Required task: Reproduce verbatim the records below, from their first line through the line containing "pixel 117 161", both included.

____

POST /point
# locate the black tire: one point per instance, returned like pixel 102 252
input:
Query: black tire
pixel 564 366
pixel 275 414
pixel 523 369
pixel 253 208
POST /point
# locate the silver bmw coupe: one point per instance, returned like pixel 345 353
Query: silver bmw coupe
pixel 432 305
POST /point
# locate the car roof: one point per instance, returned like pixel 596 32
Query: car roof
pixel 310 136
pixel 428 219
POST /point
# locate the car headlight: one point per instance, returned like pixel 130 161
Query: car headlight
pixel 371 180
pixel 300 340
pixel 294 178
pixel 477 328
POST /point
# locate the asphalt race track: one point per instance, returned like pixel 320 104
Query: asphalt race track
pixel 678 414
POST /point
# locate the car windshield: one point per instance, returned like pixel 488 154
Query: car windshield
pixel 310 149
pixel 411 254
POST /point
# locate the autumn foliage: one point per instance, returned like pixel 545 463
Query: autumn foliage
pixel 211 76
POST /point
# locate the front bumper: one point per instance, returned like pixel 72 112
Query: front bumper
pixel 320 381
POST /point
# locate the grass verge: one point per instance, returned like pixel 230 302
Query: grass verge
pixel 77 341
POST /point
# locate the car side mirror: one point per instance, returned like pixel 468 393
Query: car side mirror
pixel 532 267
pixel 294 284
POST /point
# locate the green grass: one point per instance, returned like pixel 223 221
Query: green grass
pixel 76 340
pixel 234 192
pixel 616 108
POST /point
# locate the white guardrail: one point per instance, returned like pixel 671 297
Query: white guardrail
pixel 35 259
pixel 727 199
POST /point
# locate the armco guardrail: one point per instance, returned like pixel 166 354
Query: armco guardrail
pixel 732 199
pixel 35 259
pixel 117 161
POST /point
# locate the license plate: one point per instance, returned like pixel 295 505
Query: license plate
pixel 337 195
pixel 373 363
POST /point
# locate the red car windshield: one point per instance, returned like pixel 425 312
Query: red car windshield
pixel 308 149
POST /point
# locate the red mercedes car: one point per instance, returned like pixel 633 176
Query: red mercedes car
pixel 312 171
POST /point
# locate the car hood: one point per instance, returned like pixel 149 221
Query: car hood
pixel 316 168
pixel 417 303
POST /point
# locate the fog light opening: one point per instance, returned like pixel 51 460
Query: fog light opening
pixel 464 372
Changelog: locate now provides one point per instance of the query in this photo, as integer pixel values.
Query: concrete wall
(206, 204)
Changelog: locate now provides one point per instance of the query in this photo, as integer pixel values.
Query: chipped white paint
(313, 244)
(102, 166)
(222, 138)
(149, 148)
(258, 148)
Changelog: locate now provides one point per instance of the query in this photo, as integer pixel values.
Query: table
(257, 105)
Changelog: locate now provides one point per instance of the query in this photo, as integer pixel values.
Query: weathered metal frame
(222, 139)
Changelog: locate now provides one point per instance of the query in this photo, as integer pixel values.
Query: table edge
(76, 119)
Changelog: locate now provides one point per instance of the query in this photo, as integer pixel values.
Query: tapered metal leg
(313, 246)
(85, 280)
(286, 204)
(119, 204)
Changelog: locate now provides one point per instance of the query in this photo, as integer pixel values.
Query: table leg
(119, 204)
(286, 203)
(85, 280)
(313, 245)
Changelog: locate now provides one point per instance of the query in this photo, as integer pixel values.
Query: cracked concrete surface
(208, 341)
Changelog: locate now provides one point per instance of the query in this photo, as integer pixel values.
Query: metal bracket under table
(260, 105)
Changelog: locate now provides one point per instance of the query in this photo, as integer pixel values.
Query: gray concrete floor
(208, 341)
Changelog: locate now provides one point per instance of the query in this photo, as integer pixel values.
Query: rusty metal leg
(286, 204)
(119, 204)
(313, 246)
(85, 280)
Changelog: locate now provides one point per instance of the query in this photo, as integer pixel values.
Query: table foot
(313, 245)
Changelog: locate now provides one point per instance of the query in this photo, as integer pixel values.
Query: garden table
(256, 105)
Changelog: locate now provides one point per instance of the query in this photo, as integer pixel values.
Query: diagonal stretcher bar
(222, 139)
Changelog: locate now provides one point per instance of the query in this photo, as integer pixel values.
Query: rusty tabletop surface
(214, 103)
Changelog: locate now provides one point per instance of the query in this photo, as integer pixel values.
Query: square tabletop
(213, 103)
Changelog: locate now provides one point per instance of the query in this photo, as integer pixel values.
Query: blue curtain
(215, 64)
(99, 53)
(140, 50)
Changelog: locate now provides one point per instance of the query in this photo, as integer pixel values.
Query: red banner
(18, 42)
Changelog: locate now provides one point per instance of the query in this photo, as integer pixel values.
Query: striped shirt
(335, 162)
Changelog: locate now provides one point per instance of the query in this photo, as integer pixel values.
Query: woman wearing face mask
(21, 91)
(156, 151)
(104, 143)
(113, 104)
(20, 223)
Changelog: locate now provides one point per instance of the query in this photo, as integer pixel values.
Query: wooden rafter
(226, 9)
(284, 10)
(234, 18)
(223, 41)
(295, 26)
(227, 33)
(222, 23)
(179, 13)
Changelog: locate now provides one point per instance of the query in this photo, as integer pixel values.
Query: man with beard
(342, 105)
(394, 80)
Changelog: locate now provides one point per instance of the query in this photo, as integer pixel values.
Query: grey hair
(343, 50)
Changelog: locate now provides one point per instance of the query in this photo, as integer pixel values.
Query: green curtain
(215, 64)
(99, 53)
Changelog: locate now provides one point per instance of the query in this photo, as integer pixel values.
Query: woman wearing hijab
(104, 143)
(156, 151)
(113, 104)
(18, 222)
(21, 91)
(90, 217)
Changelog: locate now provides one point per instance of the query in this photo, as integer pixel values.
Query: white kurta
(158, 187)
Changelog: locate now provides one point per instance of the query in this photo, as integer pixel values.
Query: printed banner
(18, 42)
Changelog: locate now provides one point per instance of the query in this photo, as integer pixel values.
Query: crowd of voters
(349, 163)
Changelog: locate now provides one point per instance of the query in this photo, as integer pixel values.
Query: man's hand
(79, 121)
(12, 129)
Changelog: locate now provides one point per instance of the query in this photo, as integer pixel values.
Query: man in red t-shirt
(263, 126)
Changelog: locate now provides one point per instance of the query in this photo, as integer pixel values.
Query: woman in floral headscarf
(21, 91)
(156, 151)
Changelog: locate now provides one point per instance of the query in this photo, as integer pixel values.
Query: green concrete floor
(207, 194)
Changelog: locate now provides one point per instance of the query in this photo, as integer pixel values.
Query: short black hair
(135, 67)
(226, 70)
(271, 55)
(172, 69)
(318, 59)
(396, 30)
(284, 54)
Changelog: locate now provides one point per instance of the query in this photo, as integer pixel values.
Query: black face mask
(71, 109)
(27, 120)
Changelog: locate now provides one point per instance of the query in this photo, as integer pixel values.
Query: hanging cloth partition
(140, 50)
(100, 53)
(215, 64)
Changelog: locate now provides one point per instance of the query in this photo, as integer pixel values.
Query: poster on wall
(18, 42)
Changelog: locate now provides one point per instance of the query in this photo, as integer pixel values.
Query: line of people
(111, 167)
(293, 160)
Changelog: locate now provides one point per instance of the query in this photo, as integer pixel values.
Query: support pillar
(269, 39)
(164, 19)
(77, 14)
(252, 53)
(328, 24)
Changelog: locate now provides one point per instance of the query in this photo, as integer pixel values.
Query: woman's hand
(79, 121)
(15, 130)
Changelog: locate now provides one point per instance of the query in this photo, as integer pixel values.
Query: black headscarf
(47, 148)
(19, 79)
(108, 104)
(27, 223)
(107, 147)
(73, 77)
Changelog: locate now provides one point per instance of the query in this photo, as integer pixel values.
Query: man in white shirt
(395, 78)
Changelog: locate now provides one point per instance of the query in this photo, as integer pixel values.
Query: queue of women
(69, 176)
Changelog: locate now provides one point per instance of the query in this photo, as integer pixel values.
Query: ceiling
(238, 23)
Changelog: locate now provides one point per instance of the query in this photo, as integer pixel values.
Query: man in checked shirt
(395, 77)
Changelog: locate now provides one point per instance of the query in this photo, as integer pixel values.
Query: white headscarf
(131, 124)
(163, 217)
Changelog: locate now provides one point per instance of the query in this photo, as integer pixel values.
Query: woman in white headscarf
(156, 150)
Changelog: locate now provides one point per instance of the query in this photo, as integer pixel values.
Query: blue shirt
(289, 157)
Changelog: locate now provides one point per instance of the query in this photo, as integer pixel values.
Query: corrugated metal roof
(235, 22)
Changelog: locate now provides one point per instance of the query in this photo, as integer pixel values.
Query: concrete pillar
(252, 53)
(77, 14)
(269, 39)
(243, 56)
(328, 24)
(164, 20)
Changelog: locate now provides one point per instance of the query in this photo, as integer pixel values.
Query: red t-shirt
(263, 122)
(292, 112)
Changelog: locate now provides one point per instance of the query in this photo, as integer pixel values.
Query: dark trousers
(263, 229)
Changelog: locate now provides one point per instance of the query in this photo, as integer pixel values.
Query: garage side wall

____

Task solution:
POST /point
# locate the black tire: one point per instance, returned like pixel 102 252
input:
Query: black tire
pixel 564 366
pixel 275 414
pixel 523 369
pixel 253 208
POST /point
# locate the silver bmw coupe: one point per instance, returned like pixel 345 353
Query: silver bmw coupe
pixel 432 305
POST /point
# locate the car roof: one point per instance, returned like pixel 596 32
Query: car roof
pixel 310 136
pixel 428 219
POST /point
# locate the car headlight: one point per instance, returned like pixel 130 161
Query: car headlight
pixel 371 180
pixel 300 340
pixel 294 178
pixel 477 328
POST /point
# locate the asphalt race track: one point per instance, returned like pixel 320 104
Query: asphalt race track
pixel 678 414
POST /point
# locate the car windshield: one point per instance, returned like pixel 488 154
Query: car windshield
pixel 310 149
pixel 411 254
POST /point
# locate the autumn foliage: one point per instance, returned like pixel 545 463
Query: autumn foliage
pixel 211 76
POST /point
# locate the front bumper: one point per instance, returned like pixel 72 112
Query: front bumper
pixel 320 381
POST /point
# locate the grass verge: one point per instance, returned like pixel 230 302
Query: grass verge
pixel 77 341
POST /point
# locate the car side mirror: one point per instance, returned like pixel 468 393
Query: car side mirror
pixel 532 267
pixel 294 284
POST /point
# locate the green grass: one point per instance, returned like pixel 223 221
Query: green grass
pixel 76 340
pixel 234 192
pixel 616 108
POST /point
# locate the white guardrail: one point per instance, returned like pixel 671 297
Query: white guardrail
pixel 35 259
pixel 727 199
POST /point
# locate the armco guardrail: one point per instance, returned like pixel 166 354
Query: armco guardrail
pixel 732 199
pixel 35 259
pixel 117 161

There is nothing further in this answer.